List every line of the items below that contains the word "stone", counting only matches with the same capitalization.
── Supplied data
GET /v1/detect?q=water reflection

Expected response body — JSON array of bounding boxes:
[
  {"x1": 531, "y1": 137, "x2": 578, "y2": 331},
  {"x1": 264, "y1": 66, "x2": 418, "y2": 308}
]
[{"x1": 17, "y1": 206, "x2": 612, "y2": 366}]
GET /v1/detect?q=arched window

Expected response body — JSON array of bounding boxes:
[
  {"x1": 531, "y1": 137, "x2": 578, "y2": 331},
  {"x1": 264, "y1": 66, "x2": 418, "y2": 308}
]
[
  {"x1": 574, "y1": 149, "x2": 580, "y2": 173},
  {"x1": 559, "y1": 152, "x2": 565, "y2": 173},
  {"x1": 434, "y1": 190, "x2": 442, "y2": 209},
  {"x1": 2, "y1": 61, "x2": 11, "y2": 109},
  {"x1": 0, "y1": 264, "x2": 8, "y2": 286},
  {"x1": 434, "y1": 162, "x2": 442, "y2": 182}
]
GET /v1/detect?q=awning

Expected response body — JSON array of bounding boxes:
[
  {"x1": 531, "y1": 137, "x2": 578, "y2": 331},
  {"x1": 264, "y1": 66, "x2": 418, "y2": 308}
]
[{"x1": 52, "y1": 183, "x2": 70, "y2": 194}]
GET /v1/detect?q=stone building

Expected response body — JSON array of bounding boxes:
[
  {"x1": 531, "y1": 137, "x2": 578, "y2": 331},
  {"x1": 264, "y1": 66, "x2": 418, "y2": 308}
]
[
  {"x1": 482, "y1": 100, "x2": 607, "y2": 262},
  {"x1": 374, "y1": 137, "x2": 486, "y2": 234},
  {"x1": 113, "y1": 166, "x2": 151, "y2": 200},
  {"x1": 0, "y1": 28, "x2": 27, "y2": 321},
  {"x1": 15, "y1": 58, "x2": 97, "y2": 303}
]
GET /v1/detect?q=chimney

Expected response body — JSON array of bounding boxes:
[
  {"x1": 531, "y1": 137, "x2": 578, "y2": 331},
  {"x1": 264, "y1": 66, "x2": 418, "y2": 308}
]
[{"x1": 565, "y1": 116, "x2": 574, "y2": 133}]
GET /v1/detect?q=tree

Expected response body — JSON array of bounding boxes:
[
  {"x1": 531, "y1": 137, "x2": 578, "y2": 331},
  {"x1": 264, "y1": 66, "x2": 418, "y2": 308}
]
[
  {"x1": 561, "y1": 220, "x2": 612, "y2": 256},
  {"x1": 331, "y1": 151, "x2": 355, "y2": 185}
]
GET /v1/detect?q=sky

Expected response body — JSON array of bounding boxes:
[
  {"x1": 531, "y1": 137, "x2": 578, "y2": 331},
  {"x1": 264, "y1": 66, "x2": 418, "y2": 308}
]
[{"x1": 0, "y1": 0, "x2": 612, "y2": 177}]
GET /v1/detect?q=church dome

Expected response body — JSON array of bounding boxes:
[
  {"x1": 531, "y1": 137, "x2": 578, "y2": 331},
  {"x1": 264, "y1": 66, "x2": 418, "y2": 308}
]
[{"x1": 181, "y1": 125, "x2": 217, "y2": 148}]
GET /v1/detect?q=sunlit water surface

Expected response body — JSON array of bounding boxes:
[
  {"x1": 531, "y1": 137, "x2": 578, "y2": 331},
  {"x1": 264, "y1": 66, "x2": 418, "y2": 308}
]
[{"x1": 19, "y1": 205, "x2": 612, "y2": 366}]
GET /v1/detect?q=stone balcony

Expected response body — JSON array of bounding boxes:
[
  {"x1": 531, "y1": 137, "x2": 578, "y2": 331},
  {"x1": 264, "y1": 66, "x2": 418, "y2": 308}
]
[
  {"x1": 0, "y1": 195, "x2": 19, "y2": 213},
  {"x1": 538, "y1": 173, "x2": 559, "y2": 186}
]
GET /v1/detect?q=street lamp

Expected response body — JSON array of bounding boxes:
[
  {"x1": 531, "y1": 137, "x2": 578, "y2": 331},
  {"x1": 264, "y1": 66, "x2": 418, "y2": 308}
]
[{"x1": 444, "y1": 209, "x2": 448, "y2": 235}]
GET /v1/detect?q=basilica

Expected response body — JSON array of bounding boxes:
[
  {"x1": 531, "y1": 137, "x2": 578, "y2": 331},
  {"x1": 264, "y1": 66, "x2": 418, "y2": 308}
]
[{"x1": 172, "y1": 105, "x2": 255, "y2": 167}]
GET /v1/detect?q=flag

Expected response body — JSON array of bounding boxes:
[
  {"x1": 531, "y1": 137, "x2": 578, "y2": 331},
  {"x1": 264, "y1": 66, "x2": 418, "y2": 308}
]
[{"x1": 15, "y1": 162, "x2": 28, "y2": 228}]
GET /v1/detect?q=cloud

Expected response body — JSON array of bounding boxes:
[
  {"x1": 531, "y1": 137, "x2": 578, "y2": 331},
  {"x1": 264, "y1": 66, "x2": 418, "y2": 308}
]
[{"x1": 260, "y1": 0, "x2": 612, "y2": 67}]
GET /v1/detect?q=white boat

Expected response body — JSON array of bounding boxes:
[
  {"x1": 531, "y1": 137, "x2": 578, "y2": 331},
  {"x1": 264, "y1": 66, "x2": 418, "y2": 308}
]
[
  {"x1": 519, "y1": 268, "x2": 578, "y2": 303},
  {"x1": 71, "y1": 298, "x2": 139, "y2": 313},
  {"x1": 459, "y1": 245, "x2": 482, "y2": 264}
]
────
### Task output:
GET /v1/detect?q=stone building
GET /v1/detect?q=stone balcony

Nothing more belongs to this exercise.